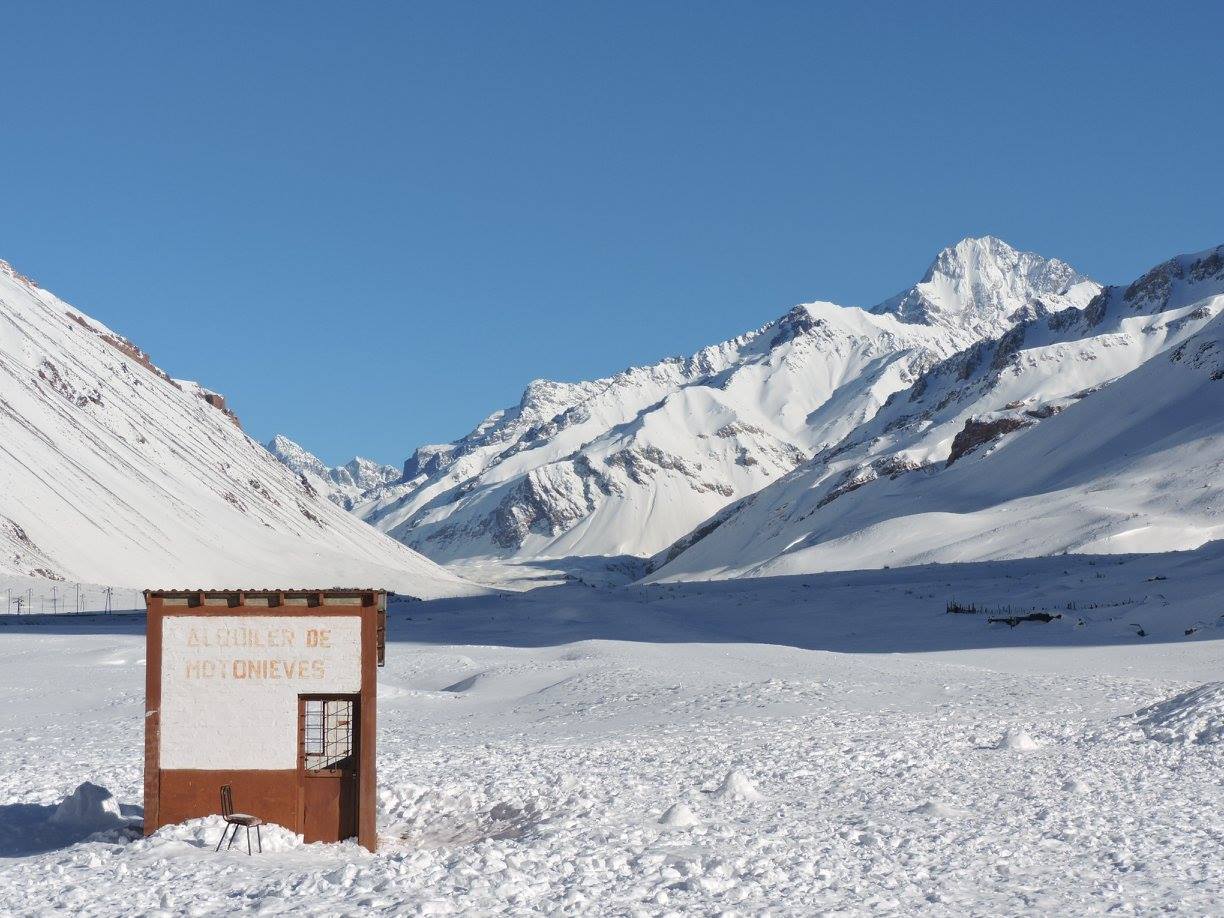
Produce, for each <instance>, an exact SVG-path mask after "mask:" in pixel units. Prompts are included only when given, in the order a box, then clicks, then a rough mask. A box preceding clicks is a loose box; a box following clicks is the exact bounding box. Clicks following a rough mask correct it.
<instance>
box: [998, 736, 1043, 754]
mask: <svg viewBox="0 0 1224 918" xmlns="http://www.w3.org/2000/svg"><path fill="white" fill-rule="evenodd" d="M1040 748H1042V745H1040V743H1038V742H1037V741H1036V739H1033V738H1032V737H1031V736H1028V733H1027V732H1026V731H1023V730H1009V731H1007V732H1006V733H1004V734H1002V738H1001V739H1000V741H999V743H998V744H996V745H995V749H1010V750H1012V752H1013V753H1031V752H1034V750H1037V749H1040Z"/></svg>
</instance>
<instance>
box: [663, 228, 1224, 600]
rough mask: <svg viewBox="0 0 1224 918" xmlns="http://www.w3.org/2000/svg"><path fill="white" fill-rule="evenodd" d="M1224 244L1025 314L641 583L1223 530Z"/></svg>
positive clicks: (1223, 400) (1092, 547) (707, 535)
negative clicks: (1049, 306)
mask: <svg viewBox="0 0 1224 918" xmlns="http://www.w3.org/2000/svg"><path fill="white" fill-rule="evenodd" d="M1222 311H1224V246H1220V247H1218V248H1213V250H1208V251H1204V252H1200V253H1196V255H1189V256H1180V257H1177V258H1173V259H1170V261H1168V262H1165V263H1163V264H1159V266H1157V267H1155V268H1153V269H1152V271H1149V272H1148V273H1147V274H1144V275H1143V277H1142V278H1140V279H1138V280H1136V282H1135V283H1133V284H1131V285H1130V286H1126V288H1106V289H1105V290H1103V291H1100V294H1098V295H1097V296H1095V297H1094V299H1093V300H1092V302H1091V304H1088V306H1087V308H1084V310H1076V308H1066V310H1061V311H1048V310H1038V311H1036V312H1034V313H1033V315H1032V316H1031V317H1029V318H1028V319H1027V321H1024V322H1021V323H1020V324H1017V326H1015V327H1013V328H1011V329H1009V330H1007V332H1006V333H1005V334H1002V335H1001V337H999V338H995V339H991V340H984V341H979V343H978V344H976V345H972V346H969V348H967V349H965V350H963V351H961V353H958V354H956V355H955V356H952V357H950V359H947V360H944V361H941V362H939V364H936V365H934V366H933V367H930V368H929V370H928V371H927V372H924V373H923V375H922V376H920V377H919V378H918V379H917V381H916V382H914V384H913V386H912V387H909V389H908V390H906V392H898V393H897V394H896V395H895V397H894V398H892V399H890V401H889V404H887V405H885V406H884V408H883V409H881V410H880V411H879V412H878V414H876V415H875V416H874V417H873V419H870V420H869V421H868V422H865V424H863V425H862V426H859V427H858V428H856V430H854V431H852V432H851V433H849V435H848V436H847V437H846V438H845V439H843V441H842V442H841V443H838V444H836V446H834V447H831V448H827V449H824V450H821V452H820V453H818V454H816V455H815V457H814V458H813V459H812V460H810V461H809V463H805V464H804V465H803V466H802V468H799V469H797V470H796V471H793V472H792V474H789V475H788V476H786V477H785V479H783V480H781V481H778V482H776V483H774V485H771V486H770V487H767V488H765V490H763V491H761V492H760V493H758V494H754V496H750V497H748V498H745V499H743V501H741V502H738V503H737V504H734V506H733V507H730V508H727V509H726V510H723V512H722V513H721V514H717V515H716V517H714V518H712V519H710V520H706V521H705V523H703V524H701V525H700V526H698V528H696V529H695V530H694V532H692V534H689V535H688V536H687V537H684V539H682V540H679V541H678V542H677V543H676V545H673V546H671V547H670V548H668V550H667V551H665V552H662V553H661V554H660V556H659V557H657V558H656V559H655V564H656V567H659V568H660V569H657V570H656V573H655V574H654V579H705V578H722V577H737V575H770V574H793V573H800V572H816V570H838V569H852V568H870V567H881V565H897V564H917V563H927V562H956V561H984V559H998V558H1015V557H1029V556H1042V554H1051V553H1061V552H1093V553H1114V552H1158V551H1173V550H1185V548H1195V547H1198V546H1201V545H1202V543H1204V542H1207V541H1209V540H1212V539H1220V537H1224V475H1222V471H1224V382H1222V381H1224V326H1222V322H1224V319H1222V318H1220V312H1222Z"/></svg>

.....

Exercise — Repeat each line of the material exactly, and drop any image it carries.

Solved exercise —
Produce, for each <instance>, an exact SVG-path mask after "mask:" in pixel units. Prompts are included only when given, in the order a box, then clicks, then a rough mask. A box preceding clicks is a loose box; a box following clicks is the exact bounding box. Clicks following a rough mask correct it.
<instance>
box: [998, 736, 1043, 754]
mask: <svg viewBox="0 0 1224 918" xmlns="http://www.w3.org/2000/svg"><path fill="white" fill-rule="evenodd" d="M1040 748H1042V745H1040V743H1038V742H1037V741H1036V739H1033V738H1032V737H1031V736H1028V733H1027V732H1026V731H1023V730H1009V731H1007V732H1006V733H1004V734H1002V738H1001V739H1000V741H999V743H998V744H996V745H995V749H1010V750H1012V752H1013V753H1031V752H1034V750H1037V749H1040Z"/></svg>
</instance>
<instance>
box: [663, 228, 1224, 600]
rough mask: <svg viewBox="0 0 1224 918" xmlns="http://www.w3.org/2000/svg"><path fill="white" fill-rule="evenodd" d="M1224 244L1025 314L641 583L1223 530Z"/></svg>
positive clicks: (1223, 400) (1092, 547) (707, 535)
negative clicks: (1049, 306)
mask: <svg viewBox="0 0 1224 918" xmlns="http://www.w3.org/2000/svg"><path fill="white" fill-rule="evenodd" d="M1222 311H1224V246H1220V247H1218V248H1213V250H1208V251H1204V252H1200V253H1196V255H1189V256H1180V257H1177V258H1173V259H1170V261H1168V262H1165V263H1163V264H1159V266H1157V267H1155V268H1153V269H1152V271H1149V272H1148V273H1147V274H1144V275H1143V277H1142V278H1140V279H1138V280H1136V282H1135V283H1133V284H1131V285H1130V286H1126V288H1106V289H1105V290H1103V291H1100V294H1098V295H1097V296H1095V297H1094V299H1093V300H1092V302H1091V304H1088V306H1087V308H1084V310H1076V308H1066V310H1061V311H1048V310H1038V311H1036V312H1034V313H1033V315H1032V316H1031V317H1029V318H1028V319H1027V321H1024V322H1021V323H1020V324H1017V326H1015V327H1013V328H1011V329H1009V330H1007V332H1006V333H1005V334H1002V335H1001V337H999V338H995V339H991V340H984V341H979V343H978V344H976V345H972V346H969V348H967V349H965V350H963V351H961V353H958V354H956V355H955V356H952V357H950V359H947V360H944V361H941V362H939V364H936V365H934V366H933V367H930V368H929V370H928V371H927V372H924V373H923V375H922V376H920V377H919V378H918V379H917V381H916V382H914V384H913V386H912V387H909V389H908V390H906V392H898V393H897V394H896V395H895V397H894V398H892V399H890V401H889V404H887V405H885V406H884V408H883V409H881V410H880V411H879V412H878V414H876V415H875V416H874V417H873V419H870V420H869V421H868V422H865V424H863V425H862V426H859V427H858V428H856V430H854V431H852V432H851V433H849V435H848V436H847V437H846V438H845V439H843V441H842V442H841V443H838V444H836V446H834V447H831V448H827V449H824V450H821V452H820V453H818V454H816V455H815V457H814V458H813V459H812V460H810V461H809V463H805V464H804V465H803V466H802V468H799V469H797V470H796V471H793V472H792V474H789V475H788V476H786V477H785V479H783V480H781V481H778V482H776V483H774V485H771V486H770V487H767V488H765V490H763V491H761V492H760V493H758V494H754V496H750V497H748V498H745V499H743V501H741V502H738V503H737V504H734V506H733V507H730V508H727V509H726V510H723V512H722V513H721V514H717V515H716V517H714V518H712V519H710V520H706V521H705V523H703V524H701V525H700V526H698V528H696V529H695V530H694V532H692V534H689V535H688V536H687V537H684V539H682V540H679V541H678V542H677V543H676V545H673V546H671V547H670V548H668V550H667V551H665V552H662V553H661V554H660V556H659V557H657V558H656V559H655V564H656V567H659V568H660V569H657V570H656V573H655V574H654V579H705V578H722V577H737V575H770V574H793V573H800V572H816V570H838V569H852V568H870V567H881V565H897V564H917V563H927V562H956V561H984V559H998V558H1015V557H1029V556H1042V554H1051V553H1061V552H1093V553H1114V552H1158V551H1173V550H1185V548H1195V547H1198V546H1201V545H1202V543H1204V542H1207V541H1209V540H1212V539H1220V537H1224V475H1222V471H1224V382H1222V381H1224V326H1222V322H1224V319H1222V318H1220V312H1222Z"/></svg>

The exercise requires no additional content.